### DOCUMENT PASSAGE
::::::::::
DON’T: Assume Losing Hands Were Misplayed

During post session review, it is tempting to adopt the role of the fixer. This means working your way through losing hands and trying to force a different outcome by changing the actions which led to the large loss. This is backwards thinking. Very often, our biggest losing pots will originate only from being on the unfortunate end of variance. It might be that your river bluff was very profitable given what you knew – that the average regular’s range is weak in this situation and he is therefore very likely to fold. You cannot fault yourself for something you could not know – that Villain happened to turn a set with what was an underpair on the flop.

By assuming that a losing hand necessarily contains a technical problem, you will create a very unhealthy link between bad luck and drops in confidence. This is something we desperately want to avoid as poker players.

DO: Look at your Graph for Long-Term Analysis

The first thing I will do when a student sends me over their database is have a look at his graph over all the hands he has played. This is not just to get a sense of whether this player is a winner at his current stakes; it also let’s me see his style. There are two supplementary lines that describe how the overall wins and losses (the green line) is made up. One tracks money won or lost at showdown (the blue line), and the other, money won by making people fold or lost by folding oneself (the red line).

Students who have a healthy blue line are usually decent at getting value for their good hands and normally don’t have big problems finding the fold button when required. They are in good shape when lots of money goes into the pot and this is a solid foundation from which to build more aggression into your game. However, a good blue line is not always a good sign. Sometimes players are far too tight. Their blue line only appears good because they refuse to invest money in pots unless in very good shape. The result of this is a plummeting red line from folding too often and a poor overall win-rate (green line).

A healthy red line on the other hand shows a willingness to steal pots, bluff and use larger bets. These traits are essential for becoming a winning player. However, when the red line is too winning, it means that the player is overdoing aggression and betting in bad spots where checking would yield a higher EV. It may also mean that he is refusing to fold in spots where he has a very poor pot share by calling. In these cases, the student’s blue line is absorbing all the damage.
::::::::::
### EXERCISE 1
Decide whether each statement agrees with the poker passage, answering yes or no and quoting the words of the text that settle it: (a) The red line tracks money won or lost at showdown. (b) A good blue line is always a good sign. (c) Players who are far too tight can end up with a poor overall win-rate.
### EXERCISE 2
Write what follows in the poker passage, picking up right after its final sentence.

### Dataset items
::::::::::
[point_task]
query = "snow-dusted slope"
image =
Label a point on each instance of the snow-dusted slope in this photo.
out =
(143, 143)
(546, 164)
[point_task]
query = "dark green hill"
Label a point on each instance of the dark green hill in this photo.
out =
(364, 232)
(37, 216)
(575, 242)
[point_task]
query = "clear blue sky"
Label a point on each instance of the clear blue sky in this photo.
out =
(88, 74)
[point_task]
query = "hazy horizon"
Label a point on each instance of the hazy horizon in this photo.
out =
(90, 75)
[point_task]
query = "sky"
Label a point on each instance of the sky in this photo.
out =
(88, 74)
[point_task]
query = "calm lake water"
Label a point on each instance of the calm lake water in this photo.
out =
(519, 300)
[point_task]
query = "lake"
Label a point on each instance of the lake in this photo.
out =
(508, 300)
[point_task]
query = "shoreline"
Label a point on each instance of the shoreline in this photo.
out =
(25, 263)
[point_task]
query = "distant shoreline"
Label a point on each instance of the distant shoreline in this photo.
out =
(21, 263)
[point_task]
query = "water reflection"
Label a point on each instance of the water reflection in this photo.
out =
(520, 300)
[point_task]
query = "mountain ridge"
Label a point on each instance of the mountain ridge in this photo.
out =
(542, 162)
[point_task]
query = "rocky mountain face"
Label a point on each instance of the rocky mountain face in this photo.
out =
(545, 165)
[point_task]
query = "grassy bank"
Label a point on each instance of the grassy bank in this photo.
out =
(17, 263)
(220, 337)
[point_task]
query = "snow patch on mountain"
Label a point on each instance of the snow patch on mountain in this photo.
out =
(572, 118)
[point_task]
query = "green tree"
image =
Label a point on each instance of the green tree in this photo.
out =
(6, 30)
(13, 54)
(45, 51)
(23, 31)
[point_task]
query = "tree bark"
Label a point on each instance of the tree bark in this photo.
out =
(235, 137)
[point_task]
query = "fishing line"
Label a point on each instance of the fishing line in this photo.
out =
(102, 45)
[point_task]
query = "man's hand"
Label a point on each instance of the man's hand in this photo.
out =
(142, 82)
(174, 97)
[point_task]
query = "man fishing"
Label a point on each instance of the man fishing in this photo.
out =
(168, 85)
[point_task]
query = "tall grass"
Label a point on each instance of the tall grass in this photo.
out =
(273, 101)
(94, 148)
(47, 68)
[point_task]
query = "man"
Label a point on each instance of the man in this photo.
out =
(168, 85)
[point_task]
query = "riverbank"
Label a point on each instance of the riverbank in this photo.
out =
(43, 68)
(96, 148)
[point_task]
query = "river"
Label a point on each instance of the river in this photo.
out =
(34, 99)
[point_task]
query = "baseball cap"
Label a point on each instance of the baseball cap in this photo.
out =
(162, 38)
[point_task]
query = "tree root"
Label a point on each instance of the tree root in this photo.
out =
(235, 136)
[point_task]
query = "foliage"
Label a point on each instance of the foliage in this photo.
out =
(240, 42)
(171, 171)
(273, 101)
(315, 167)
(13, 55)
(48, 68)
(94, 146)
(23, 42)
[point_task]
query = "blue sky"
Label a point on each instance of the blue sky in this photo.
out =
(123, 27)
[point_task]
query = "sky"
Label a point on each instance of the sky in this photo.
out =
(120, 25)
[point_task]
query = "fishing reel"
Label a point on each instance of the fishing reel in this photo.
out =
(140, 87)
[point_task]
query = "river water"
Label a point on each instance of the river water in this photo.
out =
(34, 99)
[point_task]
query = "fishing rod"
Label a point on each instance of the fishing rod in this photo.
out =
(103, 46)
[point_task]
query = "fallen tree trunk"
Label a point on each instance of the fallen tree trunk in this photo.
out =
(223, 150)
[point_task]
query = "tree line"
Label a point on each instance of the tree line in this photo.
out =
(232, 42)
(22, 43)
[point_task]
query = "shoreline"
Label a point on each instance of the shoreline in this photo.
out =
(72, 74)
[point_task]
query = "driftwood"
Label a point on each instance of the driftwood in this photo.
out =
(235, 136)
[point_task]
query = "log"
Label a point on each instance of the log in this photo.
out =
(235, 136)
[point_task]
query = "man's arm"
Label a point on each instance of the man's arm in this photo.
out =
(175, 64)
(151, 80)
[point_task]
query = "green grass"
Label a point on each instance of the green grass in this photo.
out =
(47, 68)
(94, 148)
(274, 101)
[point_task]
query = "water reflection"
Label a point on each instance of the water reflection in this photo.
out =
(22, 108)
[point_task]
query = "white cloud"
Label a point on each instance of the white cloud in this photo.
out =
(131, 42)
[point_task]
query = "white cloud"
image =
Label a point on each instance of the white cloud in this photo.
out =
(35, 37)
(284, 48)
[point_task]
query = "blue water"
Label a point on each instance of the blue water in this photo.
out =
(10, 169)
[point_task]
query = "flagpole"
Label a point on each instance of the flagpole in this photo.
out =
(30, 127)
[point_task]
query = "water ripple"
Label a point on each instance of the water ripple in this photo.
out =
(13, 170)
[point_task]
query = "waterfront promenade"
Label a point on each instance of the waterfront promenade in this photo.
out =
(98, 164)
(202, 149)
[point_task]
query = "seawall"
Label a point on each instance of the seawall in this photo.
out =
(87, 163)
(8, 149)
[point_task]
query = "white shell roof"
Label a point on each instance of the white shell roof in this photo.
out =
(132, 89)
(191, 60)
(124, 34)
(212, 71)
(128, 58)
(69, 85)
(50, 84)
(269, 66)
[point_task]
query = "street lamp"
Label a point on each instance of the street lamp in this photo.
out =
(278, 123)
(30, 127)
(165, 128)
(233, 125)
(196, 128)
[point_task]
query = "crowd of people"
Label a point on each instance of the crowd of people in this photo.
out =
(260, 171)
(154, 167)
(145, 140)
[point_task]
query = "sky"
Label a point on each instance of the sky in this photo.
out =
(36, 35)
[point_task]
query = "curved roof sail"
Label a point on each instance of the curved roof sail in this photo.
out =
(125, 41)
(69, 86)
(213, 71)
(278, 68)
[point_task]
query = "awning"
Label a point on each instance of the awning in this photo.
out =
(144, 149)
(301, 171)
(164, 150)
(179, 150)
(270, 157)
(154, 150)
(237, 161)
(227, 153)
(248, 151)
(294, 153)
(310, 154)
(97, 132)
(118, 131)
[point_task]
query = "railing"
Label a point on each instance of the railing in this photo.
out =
::::::::::
### EXERCISE RESULT 1
(a) No: "One tracks money won or lost at showdown (the blue line)"
(b) No: "However, a good blue line is not always a good sign."
(c) Yes: "The result of this is a plummeting red line from folding too often and a poor overall win-rate (green line)."

### EXERCISE RESULT 2
At the end of the day, it is the green line which truly matters but analysing the other two lines can be a good diagnostic tool for improving it.

DON’T: Check you Graph or Bankroll Mid-Session

This is a disastrous mental-game leak that teaches you a terrible habit. Students who pull up their graph after every big winning or losing hand are living an emotional rollercoaster that is completely out of their control. Since we cannot determine how we run in the short-term, looking at the peaks and troughs of your mid-session graph is a sure way to let poker drive you insane. You are teaching your brain to initiate lots of positive emotions while luck is on your side and staring at what looks like failure when it is not.

A much better practice is to train yourself to only check your graph or bankroll when considering moving up or down in stakes or when performing very long-term analysis as described above. Did you know it is possible to hide your bankroll in the PokerStars lobby simply by clicking on the little eye symbol next to your bankroll at the top right? If you are playing with sensible bankroll management, there is no need to always know how much is in your account. Students who look mid-session are forever obsessing about luck and neglecting decision-making, which is the true determiner of your green line in the long run. You might find the serenity that comes from not knowing how well a session is going in monetary terms a refreshing change.

Conclusion

Tracking results is something we should all do if we want to get the most out of technology to improve at poker. Knowing how to do this in an objective analytical way is key to success but try to avoid the traps that snare so many results-obsessed players.